▶ _Task to carry out_
Transcribe each record below word for word.

▶ _Material supplied_
********************
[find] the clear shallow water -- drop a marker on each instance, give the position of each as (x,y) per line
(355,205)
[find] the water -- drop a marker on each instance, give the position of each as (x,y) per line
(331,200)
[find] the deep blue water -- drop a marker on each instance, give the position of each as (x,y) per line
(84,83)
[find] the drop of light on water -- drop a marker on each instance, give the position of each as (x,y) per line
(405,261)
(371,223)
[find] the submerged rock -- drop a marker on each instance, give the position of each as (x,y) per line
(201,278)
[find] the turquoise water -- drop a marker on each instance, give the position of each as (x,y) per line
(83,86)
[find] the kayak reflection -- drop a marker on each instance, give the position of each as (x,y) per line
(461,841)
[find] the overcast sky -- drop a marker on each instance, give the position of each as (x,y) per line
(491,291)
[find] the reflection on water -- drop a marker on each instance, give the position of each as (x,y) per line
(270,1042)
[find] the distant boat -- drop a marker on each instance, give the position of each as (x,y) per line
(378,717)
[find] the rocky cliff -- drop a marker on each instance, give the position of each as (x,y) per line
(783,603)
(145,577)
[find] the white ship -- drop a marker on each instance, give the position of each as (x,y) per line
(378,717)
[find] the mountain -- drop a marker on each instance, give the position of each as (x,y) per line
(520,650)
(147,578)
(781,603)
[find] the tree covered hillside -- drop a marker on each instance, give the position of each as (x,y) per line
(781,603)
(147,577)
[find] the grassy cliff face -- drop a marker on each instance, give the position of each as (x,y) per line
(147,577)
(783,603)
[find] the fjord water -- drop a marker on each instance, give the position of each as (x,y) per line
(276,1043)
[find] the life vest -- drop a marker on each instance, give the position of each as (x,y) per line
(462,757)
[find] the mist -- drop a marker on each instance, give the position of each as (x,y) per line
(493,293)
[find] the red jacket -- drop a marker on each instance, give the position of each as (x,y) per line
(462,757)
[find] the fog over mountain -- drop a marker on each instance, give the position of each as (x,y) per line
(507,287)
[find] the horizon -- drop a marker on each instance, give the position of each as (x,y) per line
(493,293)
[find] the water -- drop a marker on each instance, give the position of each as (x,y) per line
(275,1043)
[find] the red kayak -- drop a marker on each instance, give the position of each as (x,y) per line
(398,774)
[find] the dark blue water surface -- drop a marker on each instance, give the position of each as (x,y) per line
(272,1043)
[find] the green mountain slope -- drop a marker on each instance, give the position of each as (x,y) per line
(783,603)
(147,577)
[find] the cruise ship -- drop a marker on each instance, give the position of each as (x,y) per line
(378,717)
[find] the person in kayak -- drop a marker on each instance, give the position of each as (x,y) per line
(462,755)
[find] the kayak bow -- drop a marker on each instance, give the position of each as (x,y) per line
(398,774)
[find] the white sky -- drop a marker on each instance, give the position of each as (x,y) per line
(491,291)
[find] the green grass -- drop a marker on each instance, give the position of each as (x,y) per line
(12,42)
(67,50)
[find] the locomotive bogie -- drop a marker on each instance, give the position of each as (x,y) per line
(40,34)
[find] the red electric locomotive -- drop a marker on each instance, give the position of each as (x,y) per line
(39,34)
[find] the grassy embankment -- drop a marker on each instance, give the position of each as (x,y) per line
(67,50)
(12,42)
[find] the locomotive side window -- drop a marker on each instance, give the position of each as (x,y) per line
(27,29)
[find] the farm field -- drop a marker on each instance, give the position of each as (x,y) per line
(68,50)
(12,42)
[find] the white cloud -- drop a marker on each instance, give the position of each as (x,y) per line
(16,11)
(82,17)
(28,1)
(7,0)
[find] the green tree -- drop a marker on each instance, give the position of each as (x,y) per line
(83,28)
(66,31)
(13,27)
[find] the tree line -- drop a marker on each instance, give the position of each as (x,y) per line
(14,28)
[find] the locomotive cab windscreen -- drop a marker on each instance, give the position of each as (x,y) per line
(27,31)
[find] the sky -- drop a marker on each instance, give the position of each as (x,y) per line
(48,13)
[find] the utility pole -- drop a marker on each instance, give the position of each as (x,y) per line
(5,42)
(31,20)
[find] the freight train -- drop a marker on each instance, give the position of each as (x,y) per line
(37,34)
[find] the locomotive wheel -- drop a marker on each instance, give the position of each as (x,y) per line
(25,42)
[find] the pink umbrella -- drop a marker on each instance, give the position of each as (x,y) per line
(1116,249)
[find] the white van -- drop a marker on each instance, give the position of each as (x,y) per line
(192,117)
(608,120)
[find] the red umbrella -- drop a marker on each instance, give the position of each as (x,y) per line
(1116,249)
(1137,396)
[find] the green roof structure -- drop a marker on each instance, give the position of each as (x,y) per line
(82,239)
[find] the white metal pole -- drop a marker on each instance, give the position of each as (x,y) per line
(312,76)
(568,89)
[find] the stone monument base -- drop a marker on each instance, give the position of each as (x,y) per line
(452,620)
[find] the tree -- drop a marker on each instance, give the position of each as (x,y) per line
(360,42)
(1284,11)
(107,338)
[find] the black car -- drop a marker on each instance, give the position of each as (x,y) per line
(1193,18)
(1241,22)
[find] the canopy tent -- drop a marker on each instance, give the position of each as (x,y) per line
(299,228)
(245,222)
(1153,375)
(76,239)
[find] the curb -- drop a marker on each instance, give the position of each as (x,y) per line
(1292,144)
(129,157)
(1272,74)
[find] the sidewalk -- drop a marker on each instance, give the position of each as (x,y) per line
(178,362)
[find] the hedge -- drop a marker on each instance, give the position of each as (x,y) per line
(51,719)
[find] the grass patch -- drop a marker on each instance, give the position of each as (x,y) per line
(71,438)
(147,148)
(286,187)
********************
▶ _Response to this task_
[find] the clear shallow water -- drop a marker on each instance, give the position of each as (x,y) per line
(355,205)
[find] the water -- drop a marker on each instance, give the position of each as (x,y) per line
(331,200)
[find] the deep blue water -- drop a marker on each instance, give the position of each as (x,y) per line
(84,83)
[find] the drop of light on water -- drop a marker on each instance, give the position of each as (x,y) per line
(405,261)
(371,223)
[find] the submerged rock -- drop a marker on each instance, give the position of each as (x,y) per line
(201,278)
[find] the turquoise water -- drop a marker on each instance, give the position of each as (x,y) per line
(83,86)
[find] the kayak reflection -- drop a marker on each instance, give the position of each as (x,y) per line
(461,841)
[find] the overcast sky -- drop a marker on each instance, give the position of each as (x,y) per line
(491,291)
[find] the reflection on water -- drop a marker on each instance, give the position of each as (x,y) per line
(270,1042)
[find] the distant boat -- drop a marker on each instance, give the position of each as (x,y) per line
(378,717)
[find] the rocky cliff -- drop a marker on each instance, give the position of each as (x,y) per line
(783,603)
(145,577)
[find] the white ship -- drop a marker on each instance, give the position of each as (x,y) per line
(378,717)
[find] the mountain -- drop a marker on each instance, give the position of each as (x,y) per line
(520,650)
(147,578)
(781,603)
[find] the tree covered hillside -- drop a marker on each instance, give the position of each as (x,y) per line
(781,603)
(147,577)
[find] the grassy cliff face -- drop a marker on each instance, give the position of each as (x,y) per line
(147,577)
(783,603)
[find] the fjord water -- drop a marker on each instance, give the position of each as (x,y) per line
(276,1043)
[find] the life vest -- drop a marker on each instance, give the position of each as (x,y) per line
(462,757)
[find] the mist -- drop a marker on each instance, give the position of each as (x,y) per line
(493,293)
[find] the red jacket -- drop a marker on each instance, give the position of each as (x,y) per line
(462,757)
[find] the fog over mountain -- drop a marker on each instance, give the position of each as (x,y) per line
(507,287)
[find] the horizon -- drop a marker on each instance, give the position of each as (x,y) per line
(493,293)
[find] the water -- drop a marker on each instance, give the position of each as (x,y) per line
(275,1043)
[find] the red kayak -- drop a marker on each instance, give the position of each as (x,y) per line
(398,774)
[find] the dark blue water surface -- drop a marker on each instance, give the position of each as (x,y) per line
(272,1043)
[find] the green mountain slope -- drop a marker on each instance, give the position of each as (x,y) per line
(783,603)
(147,577)
[find] the cruise ship -- drop a marker on each instance, give the position of each as (x,y) per line
(378,717)
[find] the person in kayak -- drop a marker on each instance, give the position of each as (x,y) per line
(462,755)
[find] the kayak bow -- drop a marker on each instance, give the position of each as (x,y) per line
(398,774)
[find] the white sky -- drop a marker on each instance, give the position of each as (x,y) per line
(491,291)
[find] the green grass -- drop a marker on each instance, give the position of each as (x,y) per line
(12,42)
(67,50)
[find] the locomotive bogie -- drop a marker on each instance, give the position of each as (x,y) per line
(40,34)
[find] the red electric locomotive -- drop a marker on each instance, give the position of each as (x,y) per line
(39,34)
[find] the grassy embankment -- drop a marker on each instance, give the position of each as (x,y) per line
(67,50)
(12,42)
[find] the locomotive side window -- drop a marker on each instance, give the position of each as (x,y) per line
(27,29)
[find] the farm field -- drop a marker on each instance, give the position of each as (x,y) per line
(68,50)
(12,42)
[find] the white cloud -- drop a marker on each instance, give the position of each as (x,y) per line
(16,11)
(82,17)
(28,1)
(7,0)
[find] the green tree -- drop a marker on each instance, give the position of each as (x,y) per line
(83,28)
(66,31)
(13,27)
[find] the tree line -- drop a marker on each instance, give the position of each as (x,y) per line
(14,28)
[find] the locomotive cab windscreen -- drop a marker on each instance, give the position of each as (x,y) per line
(27,31)
[find] the sky -- drop a marker on each instance, give the position of each as (x,y) per line
(48,13)
[find] the utility pole -- drop a marker on each instance, give the position of each as (x,y) per line
(5,42)
(31,20)
[find] the freight train -- drop a marker on each instance, give the position of each as (x,y) per line
(37,34)
[find] the locomotive wheel -- drop a marker on each instance, give the position of each as (x,y) per line
(25,42)
[find] the pink umbrella -- drop a marker on each instance, give the position of each as (x,y) per line
(1116,249)
[find] the white van -- drop a marker on each instance, give the position of each as (x,y) per line
(192,117)
(608,120)
[find] the red umbrella -- drop a marker on each instance, give the position of each as (x,y) per line
(1116,249)
(1137,396)
[find] the green roof structure -- drop a marker on each instance, give the position of each as (x,y) per line
(82,239)
[find] the white metal pole -- drop a marker on each instance, give the position of each as (x,y) per line
(312,76)
(568,89)
[find] the stone monument base -- drop a marker on each instance, give the position of each as (x,y) per line
(452,620)
[find] the tree -- drop a marker on each instance, give the position of each as (x,y) per line
(360,42)
(1284,11)
(107,338)
[find] the black car -- drop a marker on each instance, give the position of each as (x,y) per line
(1193,18)
(1241,22)
[find] the canopy tent -- drop a marker on each instance, give the position of each as (x,y) per line
(299,228)
(245,222)
(1153,375)
(76,239)
[find] the curb -- drop a marker on each instance, give the position of each as (x,y) per line
(1292,144)
(129,157)
(1272,74)
[find] the sidewalk -- drop a marker on each instance, give the position of each as (x,y) per line
(178,362)
[find] the hedge -- drop a marker on each instance, give the position of each as (x,y) per line
(51,719)
[find] the grass patch -- drop a marker on each instance, give the position of each as (x,y) per line
(71,438)
(147,148)
(286,187)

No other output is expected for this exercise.